- **Given exercise**
Copy out each line below that contains the word "life", matching its case exactly.

━━ Exercise materials

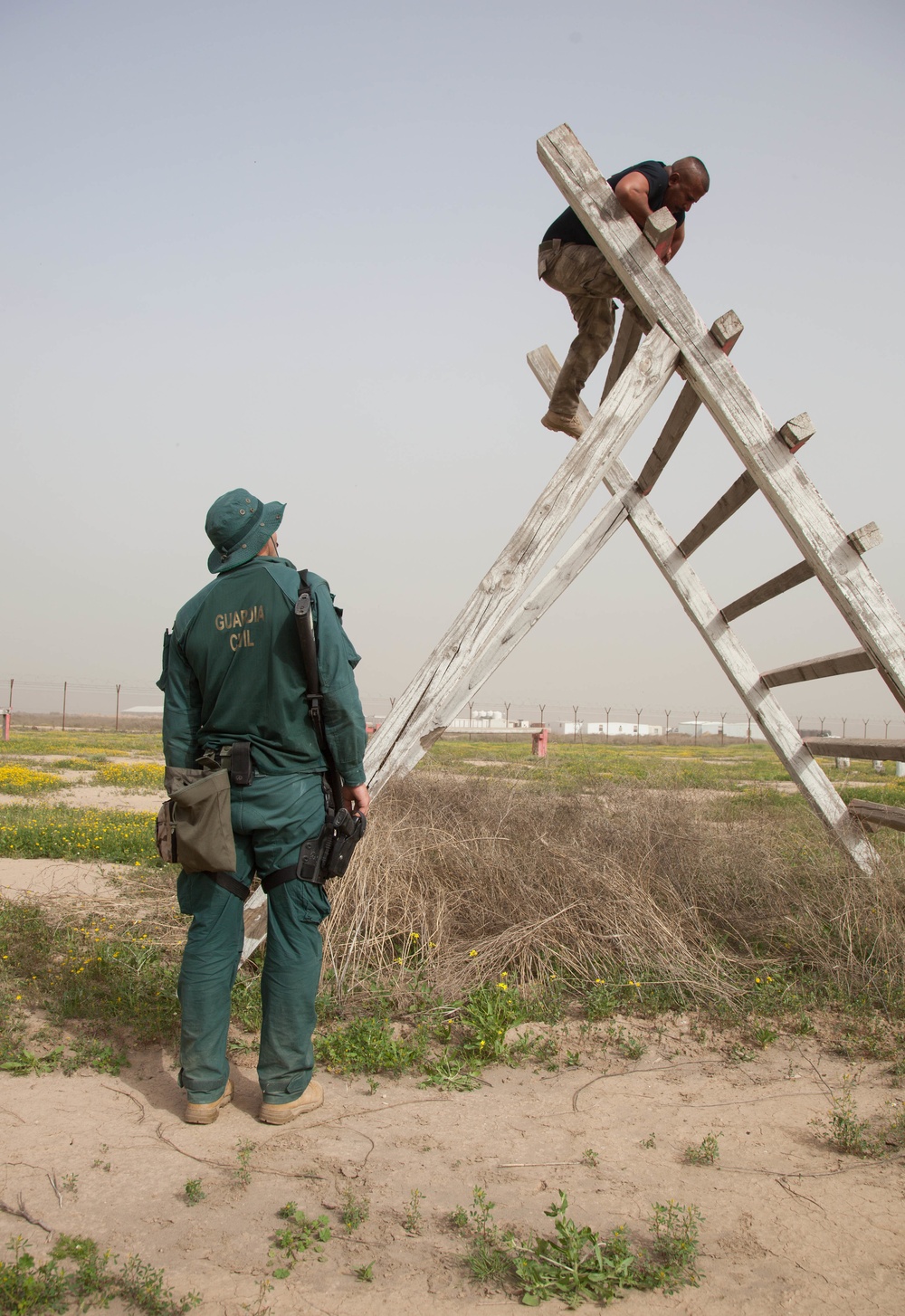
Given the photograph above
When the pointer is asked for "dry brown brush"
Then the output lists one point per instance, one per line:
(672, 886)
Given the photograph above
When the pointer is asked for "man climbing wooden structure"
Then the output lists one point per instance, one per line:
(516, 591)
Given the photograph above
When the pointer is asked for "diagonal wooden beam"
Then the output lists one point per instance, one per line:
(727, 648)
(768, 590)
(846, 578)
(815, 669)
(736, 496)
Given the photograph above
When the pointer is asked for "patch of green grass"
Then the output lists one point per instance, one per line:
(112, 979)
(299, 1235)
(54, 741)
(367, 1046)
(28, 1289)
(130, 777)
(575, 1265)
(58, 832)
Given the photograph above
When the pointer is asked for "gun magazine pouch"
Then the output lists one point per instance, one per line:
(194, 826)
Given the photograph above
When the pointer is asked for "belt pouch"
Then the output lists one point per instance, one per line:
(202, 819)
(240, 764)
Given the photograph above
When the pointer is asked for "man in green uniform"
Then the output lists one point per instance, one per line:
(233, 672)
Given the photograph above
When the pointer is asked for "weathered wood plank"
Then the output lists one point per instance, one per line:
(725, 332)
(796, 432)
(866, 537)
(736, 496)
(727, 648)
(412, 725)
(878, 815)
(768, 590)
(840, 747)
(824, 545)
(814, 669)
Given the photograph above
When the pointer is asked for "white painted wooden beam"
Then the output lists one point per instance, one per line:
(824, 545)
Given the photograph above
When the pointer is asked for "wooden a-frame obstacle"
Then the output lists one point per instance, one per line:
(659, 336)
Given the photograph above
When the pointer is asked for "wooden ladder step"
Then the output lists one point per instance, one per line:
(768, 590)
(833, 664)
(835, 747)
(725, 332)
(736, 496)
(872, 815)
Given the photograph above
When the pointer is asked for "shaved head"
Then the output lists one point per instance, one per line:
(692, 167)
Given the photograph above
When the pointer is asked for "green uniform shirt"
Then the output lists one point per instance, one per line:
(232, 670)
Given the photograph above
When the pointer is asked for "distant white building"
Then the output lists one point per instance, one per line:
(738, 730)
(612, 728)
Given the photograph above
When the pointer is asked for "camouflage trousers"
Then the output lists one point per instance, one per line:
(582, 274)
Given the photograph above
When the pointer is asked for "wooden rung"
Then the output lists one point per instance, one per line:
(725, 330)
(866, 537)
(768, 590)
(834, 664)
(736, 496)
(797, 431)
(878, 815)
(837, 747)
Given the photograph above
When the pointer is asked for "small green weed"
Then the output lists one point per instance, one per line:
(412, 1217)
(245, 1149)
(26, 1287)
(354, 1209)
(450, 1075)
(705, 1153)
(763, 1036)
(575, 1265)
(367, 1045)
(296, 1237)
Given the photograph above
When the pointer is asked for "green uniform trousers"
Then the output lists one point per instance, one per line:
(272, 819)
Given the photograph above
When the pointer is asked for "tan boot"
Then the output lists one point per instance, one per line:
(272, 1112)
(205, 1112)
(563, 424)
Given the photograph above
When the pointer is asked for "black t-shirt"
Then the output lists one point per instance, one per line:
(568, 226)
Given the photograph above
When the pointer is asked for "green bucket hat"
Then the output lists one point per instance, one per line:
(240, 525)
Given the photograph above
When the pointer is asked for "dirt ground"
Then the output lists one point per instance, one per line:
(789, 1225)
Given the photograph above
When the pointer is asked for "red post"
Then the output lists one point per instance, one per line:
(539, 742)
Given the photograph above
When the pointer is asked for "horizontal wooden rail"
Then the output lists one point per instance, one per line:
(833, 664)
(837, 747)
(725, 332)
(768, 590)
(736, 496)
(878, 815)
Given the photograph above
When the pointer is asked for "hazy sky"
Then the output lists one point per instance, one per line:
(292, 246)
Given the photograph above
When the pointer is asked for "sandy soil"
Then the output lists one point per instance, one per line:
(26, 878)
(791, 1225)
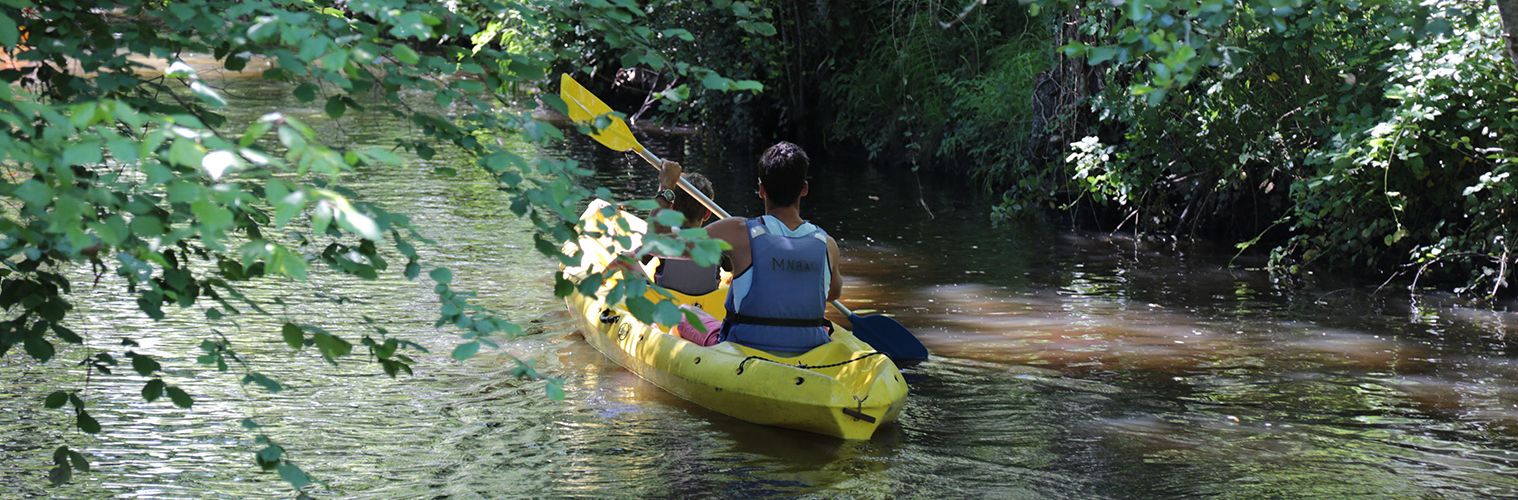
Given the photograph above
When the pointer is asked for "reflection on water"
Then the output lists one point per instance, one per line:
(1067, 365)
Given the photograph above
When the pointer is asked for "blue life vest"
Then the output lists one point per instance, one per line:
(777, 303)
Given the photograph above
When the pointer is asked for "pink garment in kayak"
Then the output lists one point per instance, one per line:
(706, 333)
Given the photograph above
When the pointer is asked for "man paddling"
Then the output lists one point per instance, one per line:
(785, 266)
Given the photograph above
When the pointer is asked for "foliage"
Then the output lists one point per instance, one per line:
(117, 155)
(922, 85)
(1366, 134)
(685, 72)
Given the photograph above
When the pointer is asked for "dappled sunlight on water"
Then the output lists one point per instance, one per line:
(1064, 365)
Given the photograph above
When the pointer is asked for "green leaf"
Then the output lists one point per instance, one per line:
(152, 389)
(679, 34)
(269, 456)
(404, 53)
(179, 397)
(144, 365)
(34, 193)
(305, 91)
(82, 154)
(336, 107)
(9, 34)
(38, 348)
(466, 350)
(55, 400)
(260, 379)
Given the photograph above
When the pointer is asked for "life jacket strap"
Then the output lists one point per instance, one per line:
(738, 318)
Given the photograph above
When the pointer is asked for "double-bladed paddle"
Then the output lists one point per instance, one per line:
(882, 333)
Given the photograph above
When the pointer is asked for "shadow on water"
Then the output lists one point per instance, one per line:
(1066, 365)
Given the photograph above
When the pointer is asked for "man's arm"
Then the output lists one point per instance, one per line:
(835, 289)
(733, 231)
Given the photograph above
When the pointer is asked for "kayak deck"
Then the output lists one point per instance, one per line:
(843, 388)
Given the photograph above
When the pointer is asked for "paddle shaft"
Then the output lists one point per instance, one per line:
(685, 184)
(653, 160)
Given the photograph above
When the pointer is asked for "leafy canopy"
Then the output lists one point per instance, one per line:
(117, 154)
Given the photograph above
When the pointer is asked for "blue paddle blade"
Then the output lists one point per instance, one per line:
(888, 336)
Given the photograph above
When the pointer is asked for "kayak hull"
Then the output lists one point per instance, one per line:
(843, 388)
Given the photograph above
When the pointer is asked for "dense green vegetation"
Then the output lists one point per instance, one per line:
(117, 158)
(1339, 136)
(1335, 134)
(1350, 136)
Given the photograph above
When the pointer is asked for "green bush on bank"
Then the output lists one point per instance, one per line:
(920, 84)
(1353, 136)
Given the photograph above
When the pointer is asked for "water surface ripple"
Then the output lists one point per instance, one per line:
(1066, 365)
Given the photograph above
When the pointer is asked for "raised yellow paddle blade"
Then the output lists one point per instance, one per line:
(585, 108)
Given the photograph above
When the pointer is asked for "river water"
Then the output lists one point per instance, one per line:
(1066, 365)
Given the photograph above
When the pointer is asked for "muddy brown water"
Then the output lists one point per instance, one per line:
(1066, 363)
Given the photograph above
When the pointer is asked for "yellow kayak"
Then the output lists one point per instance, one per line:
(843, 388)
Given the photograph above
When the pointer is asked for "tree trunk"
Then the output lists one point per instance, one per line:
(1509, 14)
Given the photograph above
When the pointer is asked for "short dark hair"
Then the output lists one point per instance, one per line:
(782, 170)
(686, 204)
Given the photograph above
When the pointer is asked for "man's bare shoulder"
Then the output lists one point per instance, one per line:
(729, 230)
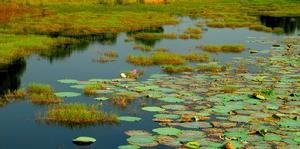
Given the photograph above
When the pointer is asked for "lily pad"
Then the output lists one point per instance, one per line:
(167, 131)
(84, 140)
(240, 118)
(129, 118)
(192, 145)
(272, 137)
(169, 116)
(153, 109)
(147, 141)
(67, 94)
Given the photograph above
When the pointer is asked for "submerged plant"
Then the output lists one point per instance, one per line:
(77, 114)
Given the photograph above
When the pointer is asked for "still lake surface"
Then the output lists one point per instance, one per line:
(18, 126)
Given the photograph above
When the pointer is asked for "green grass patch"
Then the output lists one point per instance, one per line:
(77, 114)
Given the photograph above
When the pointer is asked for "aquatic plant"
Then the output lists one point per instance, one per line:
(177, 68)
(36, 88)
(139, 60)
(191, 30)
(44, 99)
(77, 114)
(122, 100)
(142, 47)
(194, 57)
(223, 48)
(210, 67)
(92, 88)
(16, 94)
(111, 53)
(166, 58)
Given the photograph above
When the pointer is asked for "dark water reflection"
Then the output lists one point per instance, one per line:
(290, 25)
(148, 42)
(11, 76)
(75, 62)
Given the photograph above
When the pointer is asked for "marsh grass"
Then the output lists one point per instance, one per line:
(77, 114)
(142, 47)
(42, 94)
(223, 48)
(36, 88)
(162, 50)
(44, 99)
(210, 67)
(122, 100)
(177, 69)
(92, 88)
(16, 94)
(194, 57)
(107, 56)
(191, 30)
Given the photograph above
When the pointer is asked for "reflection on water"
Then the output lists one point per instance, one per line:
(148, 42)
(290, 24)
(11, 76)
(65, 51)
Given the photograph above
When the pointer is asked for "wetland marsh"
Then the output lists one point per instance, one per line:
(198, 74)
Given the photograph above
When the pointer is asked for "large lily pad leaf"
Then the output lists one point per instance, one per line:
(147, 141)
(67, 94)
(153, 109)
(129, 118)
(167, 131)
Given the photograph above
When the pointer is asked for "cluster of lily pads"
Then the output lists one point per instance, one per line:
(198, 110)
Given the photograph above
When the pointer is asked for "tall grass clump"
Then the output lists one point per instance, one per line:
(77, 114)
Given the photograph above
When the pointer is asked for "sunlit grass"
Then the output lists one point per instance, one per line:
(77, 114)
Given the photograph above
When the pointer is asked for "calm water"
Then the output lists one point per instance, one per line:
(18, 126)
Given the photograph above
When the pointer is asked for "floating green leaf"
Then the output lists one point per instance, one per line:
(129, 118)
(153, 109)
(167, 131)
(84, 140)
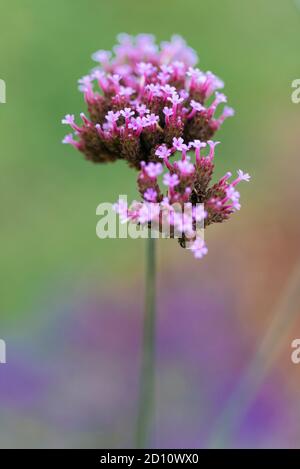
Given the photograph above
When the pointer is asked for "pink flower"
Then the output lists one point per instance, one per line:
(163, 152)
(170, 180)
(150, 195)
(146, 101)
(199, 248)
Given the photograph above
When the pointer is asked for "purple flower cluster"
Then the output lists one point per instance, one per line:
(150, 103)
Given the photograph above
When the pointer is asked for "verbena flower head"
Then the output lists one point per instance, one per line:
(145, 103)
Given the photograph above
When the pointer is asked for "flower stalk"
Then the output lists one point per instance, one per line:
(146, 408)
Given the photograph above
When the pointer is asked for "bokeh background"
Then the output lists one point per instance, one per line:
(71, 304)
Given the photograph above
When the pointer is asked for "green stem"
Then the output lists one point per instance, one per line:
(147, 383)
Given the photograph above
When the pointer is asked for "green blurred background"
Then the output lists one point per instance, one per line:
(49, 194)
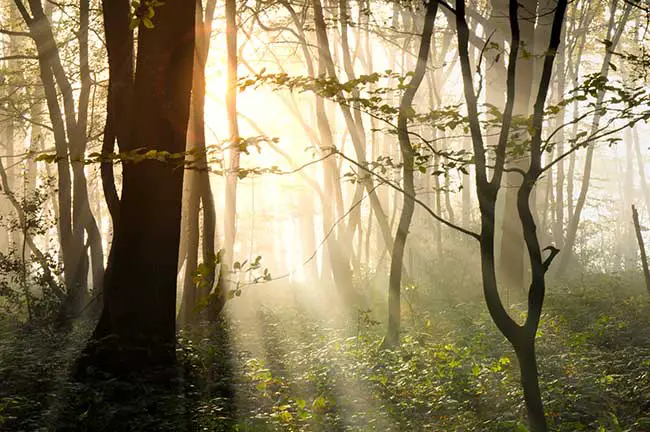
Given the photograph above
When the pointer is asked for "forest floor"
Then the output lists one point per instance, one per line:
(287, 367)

━━━━

- **Response to this exercise**
When the pointer is asked for "blue life vest"
When the pointer is asked for "life jacket strap"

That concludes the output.